__Short exercise a__: Which lines in the rows below contain the string "river"? Copy out each of them. Case counts: treat capital and lowercase letters as different.

__Source document__:
United States District Court, W.D. Washington, Seattle

May 7, 2019

DAN STITES, et al., Defendant.


          BRIAN A. TSUCHIDA United States Magistrate Judge.

         Jerry George Wood Jr. commenced this civil rights action pursuant to 42 U.S.C. § 1983 on July 3, 2018. Mr. Wood now moves to amend his complaint. Dkt. 67. Defendants oppose the proposed amendment. Dkt. 68. The Court DENIES the motion (Dkt. 67) because the proposed amendment would cause undue prejudice to defendants and, with respect to some claims, because plaintiff unduly delayed in seeking to pursue these claims in this action.


         Several of the claims alleged in Mr. Wood's current operative complaint (the amended complaint, Dkt. 8) were previously dismissed with prejudice by order dated August 28, 2019. Dkt. 10. The remaining claims in Mr. Wood's amended complaint allege the following: (1) Mr. Wood's placement in solitary confinement constitutes cruel and unusual punishment; (2) the Jail's phone system does not allow Mr. Wood to make any phone calls to his criminal defense attorney; (3) defendants will not provide Mr. Wood with paper and envelopes to communicate with his attorneys or to submit complaints to the Washington Bar Association; and (4) defendants have been deliberately indifferent to Mr. Wood's mental health needs. Dkts. 8-10. The amended complaint names the following defendants: Sgt. Young, Captain Kevin Young, MHP Taylor, MHP Merkel, and Deputy Prosecuting Attorney Mathew Baldock. Id.

         In his motion to amend Mr. Wood attempts to add two new defendants: Classification Supervisor Kimberly Parker, and Classification Specialist Charles Mitchell. Dkt. 67. Specifically, Mr. Wood asserts that Supervisor Parker retaliated against him for his prior attempt to add her as a defendant in this action (which was denied) by not allowing Mr. Wood to specifically request assistance from one member of her staff, Alexis Wafstet, and instead instructing another member of her staff, Specialist Mitchell, to respond to Mr. Wood's requests. Id. Mr. Wood also alleges Specialist Mitchell denied Mr. Wood legal envelopes to “active practicing” attorneys; failed to provide legal copies to Mr. Wood in a reasonable time frame; kept his legal material for six hours before returning them; and, instructed Mr. Wood to call his investigator on his recreation time instead of calling the investigator on Mr. Wood's behalf. Id.

         Mr. Wood also alleges, generally, that he has only been allowed one hour of recreation time and that his recreation time is sometimes at night when it is cold outside. Id. He also complains that because his recreation time is sometimes at night he has fewer opportunities to call his defense counsel. Id. Mr. Wood appears to allege defendant Captain Young is responsible for these circumstances because he sets the recreation schedule. Id.

__Short exercise b__: In the court order, which two new defendants does Mr. Wood try to add in his motion to amend?

__Extracted records__:
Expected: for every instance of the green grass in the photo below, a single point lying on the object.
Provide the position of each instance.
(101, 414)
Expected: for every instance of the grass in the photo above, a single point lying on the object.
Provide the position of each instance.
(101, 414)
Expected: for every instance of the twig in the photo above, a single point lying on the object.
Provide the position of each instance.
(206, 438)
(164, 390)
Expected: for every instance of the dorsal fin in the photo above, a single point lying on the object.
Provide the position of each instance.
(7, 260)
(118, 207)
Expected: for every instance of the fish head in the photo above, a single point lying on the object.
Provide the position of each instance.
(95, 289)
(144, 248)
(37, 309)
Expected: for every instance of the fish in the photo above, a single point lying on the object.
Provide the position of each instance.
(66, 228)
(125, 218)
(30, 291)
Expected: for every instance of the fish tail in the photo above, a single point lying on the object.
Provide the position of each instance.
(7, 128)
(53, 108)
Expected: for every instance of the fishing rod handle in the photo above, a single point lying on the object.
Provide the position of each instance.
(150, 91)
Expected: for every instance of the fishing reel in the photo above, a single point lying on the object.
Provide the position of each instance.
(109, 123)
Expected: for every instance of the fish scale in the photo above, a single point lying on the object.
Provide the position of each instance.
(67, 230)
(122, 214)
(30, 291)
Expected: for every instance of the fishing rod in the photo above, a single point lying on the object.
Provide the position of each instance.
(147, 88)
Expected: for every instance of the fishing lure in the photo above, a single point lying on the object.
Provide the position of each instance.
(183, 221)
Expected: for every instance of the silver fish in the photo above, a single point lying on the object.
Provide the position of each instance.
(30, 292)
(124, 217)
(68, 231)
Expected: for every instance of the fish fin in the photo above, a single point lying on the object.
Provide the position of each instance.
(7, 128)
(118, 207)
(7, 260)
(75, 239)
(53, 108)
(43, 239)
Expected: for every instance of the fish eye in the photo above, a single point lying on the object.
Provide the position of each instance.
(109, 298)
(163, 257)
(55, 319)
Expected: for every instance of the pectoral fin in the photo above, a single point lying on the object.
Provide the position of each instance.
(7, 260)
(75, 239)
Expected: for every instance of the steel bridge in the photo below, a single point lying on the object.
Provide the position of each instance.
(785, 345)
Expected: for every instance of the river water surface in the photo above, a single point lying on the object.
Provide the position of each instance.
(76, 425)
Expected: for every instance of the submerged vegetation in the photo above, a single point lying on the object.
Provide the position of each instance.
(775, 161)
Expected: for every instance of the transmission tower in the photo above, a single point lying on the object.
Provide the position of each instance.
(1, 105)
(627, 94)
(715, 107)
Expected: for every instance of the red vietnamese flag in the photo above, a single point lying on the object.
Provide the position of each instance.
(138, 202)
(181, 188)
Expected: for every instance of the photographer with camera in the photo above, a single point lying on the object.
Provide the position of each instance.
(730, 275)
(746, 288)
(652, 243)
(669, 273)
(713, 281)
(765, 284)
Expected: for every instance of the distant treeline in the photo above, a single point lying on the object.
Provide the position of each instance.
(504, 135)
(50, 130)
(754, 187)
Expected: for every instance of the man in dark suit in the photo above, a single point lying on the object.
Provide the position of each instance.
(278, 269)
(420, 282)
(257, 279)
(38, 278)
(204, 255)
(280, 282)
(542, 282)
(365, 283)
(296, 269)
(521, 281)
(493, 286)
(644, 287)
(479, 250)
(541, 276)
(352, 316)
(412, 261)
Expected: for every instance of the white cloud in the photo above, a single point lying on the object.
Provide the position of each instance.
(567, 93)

...

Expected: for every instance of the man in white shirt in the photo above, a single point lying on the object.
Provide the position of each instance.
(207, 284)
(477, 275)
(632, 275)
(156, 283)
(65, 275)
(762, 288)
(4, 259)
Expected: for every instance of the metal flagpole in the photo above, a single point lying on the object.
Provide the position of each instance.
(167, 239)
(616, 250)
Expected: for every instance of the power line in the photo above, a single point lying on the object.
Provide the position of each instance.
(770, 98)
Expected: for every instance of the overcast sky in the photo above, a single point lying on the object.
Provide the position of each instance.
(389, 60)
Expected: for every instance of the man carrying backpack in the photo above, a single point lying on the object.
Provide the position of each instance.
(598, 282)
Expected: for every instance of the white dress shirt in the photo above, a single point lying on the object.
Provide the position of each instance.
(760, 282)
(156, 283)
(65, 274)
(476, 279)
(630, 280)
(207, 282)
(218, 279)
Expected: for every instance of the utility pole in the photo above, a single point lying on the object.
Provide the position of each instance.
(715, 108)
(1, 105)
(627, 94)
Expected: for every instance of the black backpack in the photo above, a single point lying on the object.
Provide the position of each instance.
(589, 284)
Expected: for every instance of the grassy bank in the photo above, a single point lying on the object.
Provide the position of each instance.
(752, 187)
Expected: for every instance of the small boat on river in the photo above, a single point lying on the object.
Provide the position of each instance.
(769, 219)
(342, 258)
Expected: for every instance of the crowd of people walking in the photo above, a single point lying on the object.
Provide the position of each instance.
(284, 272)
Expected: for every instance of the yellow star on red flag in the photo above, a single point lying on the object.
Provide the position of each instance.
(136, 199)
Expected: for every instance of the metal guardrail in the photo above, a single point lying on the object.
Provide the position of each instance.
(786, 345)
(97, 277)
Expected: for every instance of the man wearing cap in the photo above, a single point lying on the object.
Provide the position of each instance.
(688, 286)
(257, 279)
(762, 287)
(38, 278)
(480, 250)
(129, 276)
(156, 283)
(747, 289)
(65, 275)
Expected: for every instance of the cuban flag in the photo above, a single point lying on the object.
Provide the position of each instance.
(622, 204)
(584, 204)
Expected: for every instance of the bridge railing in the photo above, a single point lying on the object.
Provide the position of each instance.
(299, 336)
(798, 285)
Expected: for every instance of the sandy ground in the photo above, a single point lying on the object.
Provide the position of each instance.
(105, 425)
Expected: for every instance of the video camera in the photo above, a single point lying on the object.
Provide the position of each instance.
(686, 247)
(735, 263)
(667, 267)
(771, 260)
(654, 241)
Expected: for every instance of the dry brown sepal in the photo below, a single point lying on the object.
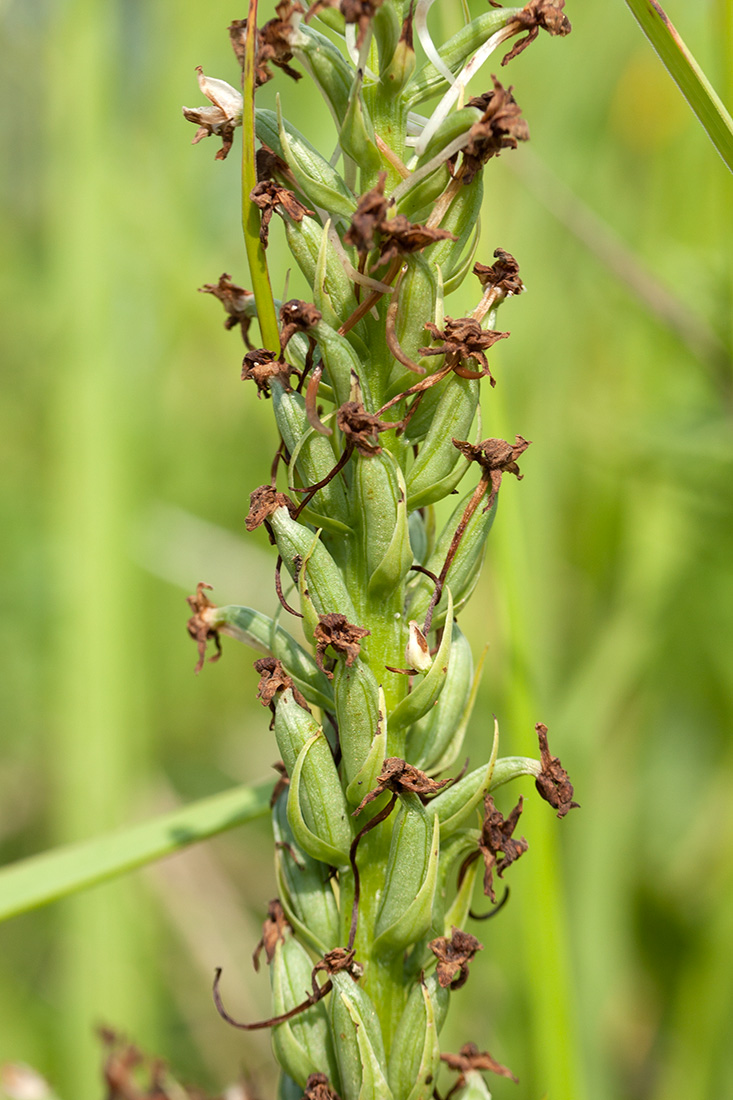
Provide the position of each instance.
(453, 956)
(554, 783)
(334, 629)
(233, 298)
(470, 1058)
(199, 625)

__Full solution a__:
Expected: for every instance of the river water surface in the photo above, a single point lying on the object.
Expected: for every instance of the small boat on river in the photo above, a single point lying on the object.

__Full solution b__: Classification Supervisor Kimberly Parker and Classification Specialist Charles Mitchell.